Brief ::
Give only the number of lines in the rows below that contain the string "white". Case counts.
--- start of Provided records ---
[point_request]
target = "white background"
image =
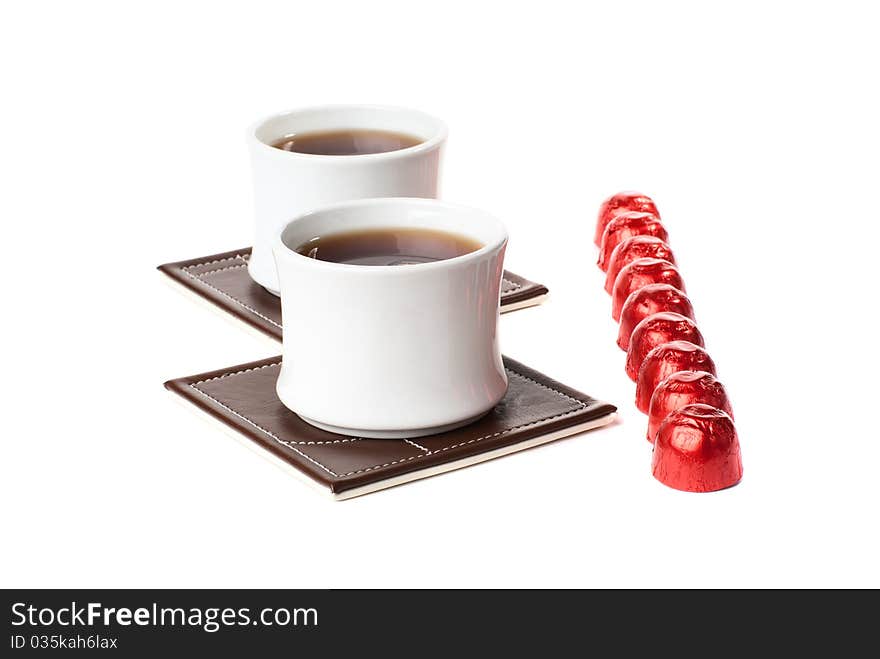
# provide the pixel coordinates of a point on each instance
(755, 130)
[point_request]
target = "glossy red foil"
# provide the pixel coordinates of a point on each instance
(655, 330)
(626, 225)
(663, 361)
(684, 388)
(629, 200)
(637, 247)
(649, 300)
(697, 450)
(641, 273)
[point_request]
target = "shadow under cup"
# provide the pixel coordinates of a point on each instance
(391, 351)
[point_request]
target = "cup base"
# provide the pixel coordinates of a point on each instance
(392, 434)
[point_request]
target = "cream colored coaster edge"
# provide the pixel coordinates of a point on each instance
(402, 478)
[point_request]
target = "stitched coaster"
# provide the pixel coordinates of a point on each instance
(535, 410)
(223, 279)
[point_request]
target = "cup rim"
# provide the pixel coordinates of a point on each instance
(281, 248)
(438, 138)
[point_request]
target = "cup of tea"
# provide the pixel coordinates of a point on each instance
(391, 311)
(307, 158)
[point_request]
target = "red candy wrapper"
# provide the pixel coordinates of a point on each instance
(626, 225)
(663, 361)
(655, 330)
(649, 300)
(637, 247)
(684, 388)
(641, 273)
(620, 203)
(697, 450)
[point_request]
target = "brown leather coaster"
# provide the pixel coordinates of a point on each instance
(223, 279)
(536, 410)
--- end of Provided records ---
--- start of Provided records ---
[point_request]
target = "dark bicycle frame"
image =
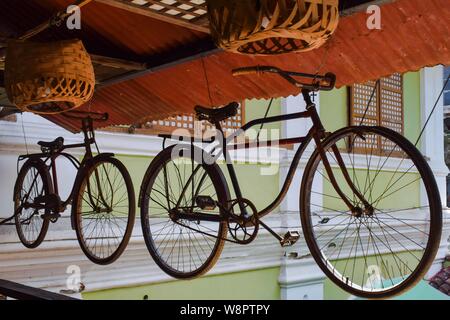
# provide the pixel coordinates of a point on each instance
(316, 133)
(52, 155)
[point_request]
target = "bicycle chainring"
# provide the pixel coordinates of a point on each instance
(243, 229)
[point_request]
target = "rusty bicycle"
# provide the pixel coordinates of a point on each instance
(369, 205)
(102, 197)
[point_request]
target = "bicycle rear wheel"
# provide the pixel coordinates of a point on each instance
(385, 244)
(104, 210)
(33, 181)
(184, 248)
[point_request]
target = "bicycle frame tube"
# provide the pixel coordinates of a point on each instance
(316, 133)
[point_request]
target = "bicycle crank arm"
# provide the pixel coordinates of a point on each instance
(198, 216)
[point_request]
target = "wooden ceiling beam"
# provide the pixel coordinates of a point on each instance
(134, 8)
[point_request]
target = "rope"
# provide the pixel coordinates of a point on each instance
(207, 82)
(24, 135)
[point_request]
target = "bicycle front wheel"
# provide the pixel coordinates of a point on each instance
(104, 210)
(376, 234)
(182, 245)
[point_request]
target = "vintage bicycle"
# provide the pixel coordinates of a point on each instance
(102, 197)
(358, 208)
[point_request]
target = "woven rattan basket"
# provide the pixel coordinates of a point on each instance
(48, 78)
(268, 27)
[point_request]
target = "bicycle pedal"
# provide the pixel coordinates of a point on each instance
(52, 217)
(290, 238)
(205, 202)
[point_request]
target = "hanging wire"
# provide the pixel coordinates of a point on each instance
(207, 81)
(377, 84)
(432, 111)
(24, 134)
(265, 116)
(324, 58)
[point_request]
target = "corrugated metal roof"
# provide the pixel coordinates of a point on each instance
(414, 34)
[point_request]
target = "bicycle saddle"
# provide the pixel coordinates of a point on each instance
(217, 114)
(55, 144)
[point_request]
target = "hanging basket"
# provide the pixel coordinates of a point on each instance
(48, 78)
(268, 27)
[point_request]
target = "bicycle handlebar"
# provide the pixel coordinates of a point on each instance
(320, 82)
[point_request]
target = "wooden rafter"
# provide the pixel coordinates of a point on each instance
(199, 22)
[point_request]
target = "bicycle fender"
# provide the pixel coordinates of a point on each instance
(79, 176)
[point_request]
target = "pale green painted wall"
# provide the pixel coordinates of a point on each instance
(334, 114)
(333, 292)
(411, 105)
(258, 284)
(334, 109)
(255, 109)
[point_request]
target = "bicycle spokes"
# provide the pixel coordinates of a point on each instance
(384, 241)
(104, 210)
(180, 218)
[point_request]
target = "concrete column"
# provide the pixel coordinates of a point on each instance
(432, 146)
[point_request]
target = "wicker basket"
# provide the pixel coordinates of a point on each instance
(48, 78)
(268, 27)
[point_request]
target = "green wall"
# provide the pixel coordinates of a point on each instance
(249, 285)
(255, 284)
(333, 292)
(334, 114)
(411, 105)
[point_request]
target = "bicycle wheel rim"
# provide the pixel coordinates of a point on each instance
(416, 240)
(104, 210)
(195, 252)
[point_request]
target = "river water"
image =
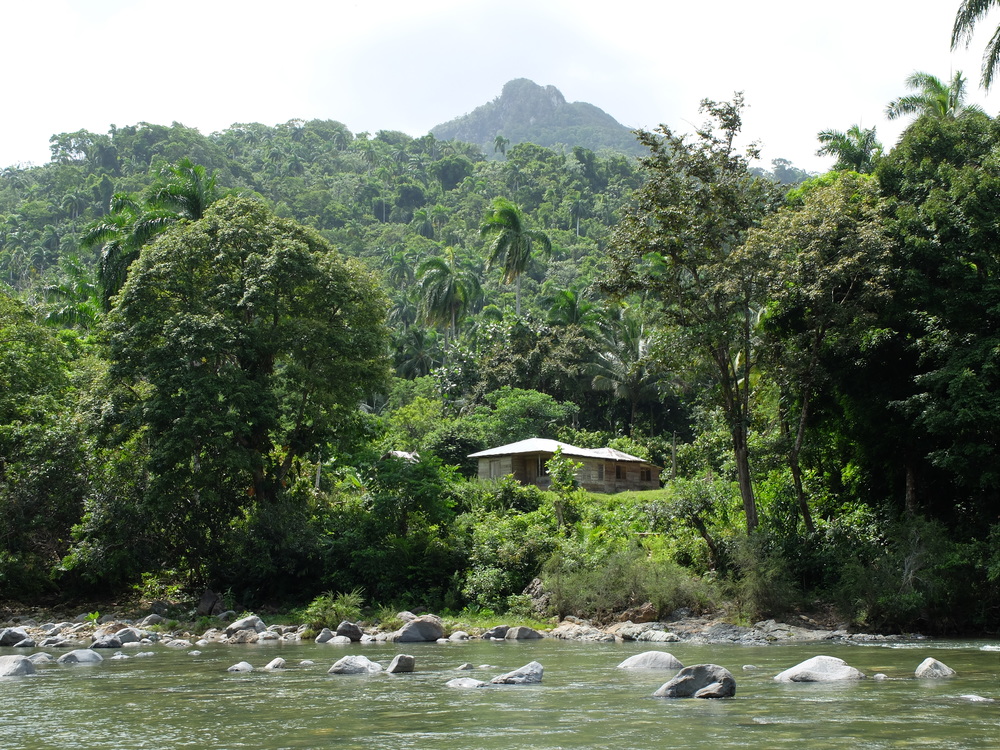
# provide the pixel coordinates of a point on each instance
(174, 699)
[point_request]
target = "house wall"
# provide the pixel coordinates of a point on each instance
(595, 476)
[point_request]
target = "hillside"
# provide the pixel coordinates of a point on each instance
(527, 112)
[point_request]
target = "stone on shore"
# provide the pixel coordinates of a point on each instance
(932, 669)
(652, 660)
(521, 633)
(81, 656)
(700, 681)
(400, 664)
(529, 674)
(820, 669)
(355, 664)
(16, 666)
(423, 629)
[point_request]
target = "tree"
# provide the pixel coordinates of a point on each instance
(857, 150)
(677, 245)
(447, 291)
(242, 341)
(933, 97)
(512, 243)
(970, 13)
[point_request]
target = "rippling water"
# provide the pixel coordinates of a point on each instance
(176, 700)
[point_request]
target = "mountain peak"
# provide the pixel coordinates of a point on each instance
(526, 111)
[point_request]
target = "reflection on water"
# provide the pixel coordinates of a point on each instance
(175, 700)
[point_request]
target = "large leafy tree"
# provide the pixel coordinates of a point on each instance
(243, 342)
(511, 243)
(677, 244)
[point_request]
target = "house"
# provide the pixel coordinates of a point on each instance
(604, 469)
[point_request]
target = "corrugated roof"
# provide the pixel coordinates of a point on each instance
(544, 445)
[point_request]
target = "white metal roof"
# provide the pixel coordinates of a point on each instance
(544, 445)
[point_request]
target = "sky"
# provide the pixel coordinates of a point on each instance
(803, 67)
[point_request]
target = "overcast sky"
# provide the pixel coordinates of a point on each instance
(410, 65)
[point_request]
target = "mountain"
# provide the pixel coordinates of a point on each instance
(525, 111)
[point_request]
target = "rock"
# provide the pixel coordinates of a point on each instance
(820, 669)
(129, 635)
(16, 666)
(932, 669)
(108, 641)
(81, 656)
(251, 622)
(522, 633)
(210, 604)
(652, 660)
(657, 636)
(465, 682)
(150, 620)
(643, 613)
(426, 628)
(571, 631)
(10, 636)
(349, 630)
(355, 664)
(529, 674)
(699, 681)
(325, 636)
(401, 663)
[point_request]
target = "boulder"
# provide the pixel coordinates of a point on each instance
--- end of Provided records ---
Result ::
2